[Stored entries]
/---

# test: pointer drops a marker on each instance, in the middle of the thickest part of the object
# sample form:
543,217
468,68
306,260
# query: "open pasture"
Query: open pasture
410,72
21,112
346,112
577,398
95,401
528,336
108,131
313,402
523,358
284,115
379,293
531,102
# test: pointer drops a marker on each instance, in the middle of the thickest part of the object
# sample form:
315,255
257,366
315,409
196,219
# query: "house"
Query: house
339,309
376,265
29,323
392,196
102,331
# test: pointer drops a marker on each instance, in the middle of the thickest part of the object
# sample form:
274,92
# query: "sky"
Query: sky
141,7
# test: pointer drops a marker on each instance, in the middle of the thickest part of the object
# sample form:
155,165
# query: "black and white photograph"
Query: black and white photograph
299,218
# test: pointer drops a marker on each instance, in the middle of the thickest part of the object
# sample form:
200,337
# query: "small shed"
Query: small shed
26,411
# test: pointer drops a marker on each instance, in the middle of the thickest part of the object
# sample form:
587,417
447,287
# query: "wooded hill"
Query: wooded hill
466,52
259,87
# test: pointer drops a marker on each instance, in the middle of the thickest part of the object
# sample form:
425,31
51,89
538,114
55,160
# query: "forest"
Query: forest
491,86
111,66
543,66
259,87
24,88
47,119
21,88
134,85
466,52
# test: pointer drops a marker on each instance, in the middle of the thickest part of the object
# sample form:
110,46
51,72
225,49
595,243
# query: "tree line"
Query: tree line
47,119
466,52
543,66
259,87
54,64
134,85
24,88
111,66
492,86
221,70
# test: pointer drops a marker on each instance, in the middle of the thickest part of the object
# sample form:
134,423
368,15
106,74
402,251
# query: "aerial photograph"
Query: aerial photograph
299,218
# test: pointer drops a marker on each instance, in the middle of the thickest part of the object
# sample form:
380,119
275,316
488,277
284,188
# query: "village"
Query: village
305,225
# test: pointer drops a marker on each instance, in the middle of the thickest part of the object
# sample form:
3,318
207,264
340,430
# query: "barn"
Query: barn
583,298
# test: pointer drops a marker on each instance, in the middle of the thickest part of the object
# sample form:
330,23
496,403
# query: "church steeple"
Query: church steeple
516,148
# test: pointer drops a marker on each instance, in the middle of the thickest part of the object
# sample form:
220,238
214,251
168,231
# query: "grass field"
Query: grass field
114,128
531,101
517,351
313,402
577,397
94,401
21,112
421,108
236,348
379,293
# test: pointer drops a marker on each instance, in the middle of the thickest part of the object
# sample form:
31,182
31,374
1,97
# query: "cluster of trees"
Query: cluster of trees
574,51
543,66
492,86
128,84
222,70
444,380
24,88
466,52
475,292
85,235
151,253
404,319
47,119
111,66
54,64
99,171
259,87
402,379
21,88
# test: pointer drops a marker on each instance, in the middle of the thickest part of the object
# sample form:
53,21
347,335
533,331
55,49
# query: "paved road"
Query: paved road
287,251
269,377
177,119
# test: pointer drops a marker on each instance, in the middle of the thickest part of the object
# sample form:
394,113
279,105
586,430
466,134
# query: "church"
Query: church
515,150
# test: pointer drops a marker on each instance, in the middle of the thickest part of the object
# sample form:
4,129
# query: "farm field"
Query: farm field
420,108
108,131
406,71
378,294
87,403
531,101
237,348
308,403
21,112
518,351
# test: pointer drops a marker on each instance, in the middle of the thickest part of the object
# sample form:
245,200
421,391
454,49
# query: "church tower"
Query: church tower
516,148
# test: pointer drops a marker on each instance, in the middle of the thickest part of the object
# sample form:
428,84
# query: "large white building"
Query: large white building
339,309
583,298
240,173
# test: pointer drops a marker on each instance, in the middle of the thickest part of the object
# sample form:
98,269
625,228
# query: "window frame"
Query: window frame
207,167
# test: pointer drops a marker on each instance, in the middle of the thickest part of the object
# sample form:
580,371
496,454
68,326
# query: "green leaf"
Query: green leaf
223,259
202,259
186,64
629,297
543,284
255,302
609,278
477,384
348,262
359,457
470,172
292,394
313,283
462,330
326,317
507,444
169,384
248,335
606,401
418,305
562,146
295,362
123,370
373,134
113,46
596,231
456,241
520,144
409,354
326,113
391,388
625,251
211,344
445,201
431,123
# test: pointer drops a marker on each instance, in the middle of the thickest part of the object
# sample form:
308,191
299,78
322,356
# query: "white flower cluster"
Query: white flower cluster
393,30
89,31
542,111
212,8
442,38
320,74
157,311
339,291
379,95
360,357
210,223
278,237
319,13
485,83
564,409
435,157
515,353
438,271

\---

--- Required action ---
Your response should be an exact copy of all the records.

--- Output for this exercise ---
# test: pointer drops a marker on each instance, in the middle of the thickest part of the object
# sample form:
543,217
468,68
306,260
# query: "open pasture"
Query: open pasture
410,72
21,112
346,112
577,398
95,401
528,336
108,131
313,402
523,358
284,115
379,293
531,102
# test: pointer drops a marker on each instance, in the middle of the thickest part of the object
# sample form:
315,255
257,366
315,409
196,219
# query: "house"
Query: house
339,309
376,265
29,323
392,196
102,331
# test: pointer drops a marker on each instance, in the middle of the thickest part of the object
# sample form:
274,92
# query: "sky"
Query: sky
141,7
# test: pointer drops a marker on each instance, in the middle of the thickest part of the object
# sample form:
155,165
# query: "black and white photograph"
Query: black and white photograph
299,218
# test: pointer drops a marker on each instance, in the middle of the thickest part of the object
# sample form:
200,337
# query: "small shed"
Query: small shed
26,411
# test: pointer drops a marker on each instance, in the middle of the thickest part of the object
# sample form:
587,417
447,287
# query: "wooded hill"
Query: wooded hill
466,52
259,87
# test: pointer drops a marker on each instance, in the middle of the thickest part of the object
# sample form:
425,31
51,89
538,114
55,160
# query: "forest"
Query: forest
491,86
111,66
543,66
259,87
24,88
47,119
21,88
134,85
466,52
# test: pointer drops a marker on each instance, in the middle of the thickest part of the object
# sample form:
110,46
51,72
225,49
595,243
# query: "tree line"
Query: tree line
47,119
466,52
543,66
259,87
54,64
134,85
24,88
111,66
492,86
221,70
# test: pointer drops a marker on each instance, in the middle of the thickest part of the object
# sample form:
134,423
368,15
106,74
402,251
# query: "aerial photograph"
Query: aerial photograph
299,218
# test: pointer drops a marker on each instance, in the middle of the thickest part of the object
# sample form:
380,119
275,316
488,277
284,188
# query: "village"
Query: village
305,225
# test: pointer drops a marker on each instance, in the middle of the thickest part of the object
# sample form:
3,318
207,264
340,430
# query: "barn"
Query: barn
583,298
# test: pointer drops a marker on each instance, in the middle of the thickest part of the object
# sample form:
330,23
496,403
# query: "church steeple"
Query: church steeple
516,148
# test: pointer drops a marker on each instance, in the middle of the thickest part of the object
# sample form:
220,238
214,251
168,231
# query: "grass field"
Query: grass field
114,128
531,101
517,351
313,402
577,397
94,401
21,112
421,108
236,348
379,293
# test: pointer drops a marker on each instance, in the middle of the thickest part of the object
# sample form:
31,182
31,374
1,97
# query: "cluster of trees"
Query: cluster of trees
574,51
543,66
492,86
128,84
222,70
444,380
24,88
466,52
475,292
85,235
151,253
404,319
47,119
111,66
54,64
99,171
259,87
402,379
21,88
# test: pointer drops a marker on each instance, in the middle of the thickest part of the object
# sample form:
53,21
347,335
533,331
55,49
# query: "paved road"
Query: paved road
287,251
269,377
177,119
# test: pointer drops a marker on each instance, in the middle of the thickest part of the object
# sample form:
394,113
279,105
586,430
466,134
# query: "church"
Query: church
515,150
# test: pointer drops a marker on each instance, in the middle of the thickest part of the object
# sample form:
4,129
# query: "farm field"
Query: farm field
420,108
108,131
406,71
378,294
87,403
531,101
237,348
308,403
21,112
518,351
# test: pointer drops a marker on each instance, in the middle of the thickest part of the object
# sample form:
245,200
421,391
454,49
# query: "church tower"
Query: church tower
516,148
# test: pointer drops a marker on each instance, in the middle of the thickest part of the object
# sample form:
428,84
# query: "large white building"
Query: large white building
339,309
583,298
240,173
# test: pointer drops a marker on each instance, in the middle of the thickest part of the object
# sample form:
98,269
625,228
# query: "window frame"
Query: window frame
207,167
# test: pointer drops a marker on each instance, in the middle of the thickest part of the object
# sample form:
580,371
496,454
68,326
# query: "green leaf"
Query: green leaf
223,259
202,259
186,64
629,297
543,284
255,302
609,278
477,384
348,262
359,457
470,172
292,394
313,283
462,330
326,317
507,444
169,384
248,335
606,401
418,305
562,146
295,362
123,370
373,134
113,46
596,231
456,241
520,144
409,354
326,113
391,388
625,251
211,344
445,201
431,123
# test: pointer drops a marker on each instance, in the middle of the thickest part of the object
# sample form:
308,191
299,78
322,356
# query: "white flower cluster"
Query: white flower cluster
393,30
89,31
542,111
212,8
442,38
320,74
157,311
339,291
379,95
360,357
210,223
278,237
319,13
485,83
564,409
435,157
515,353
438,271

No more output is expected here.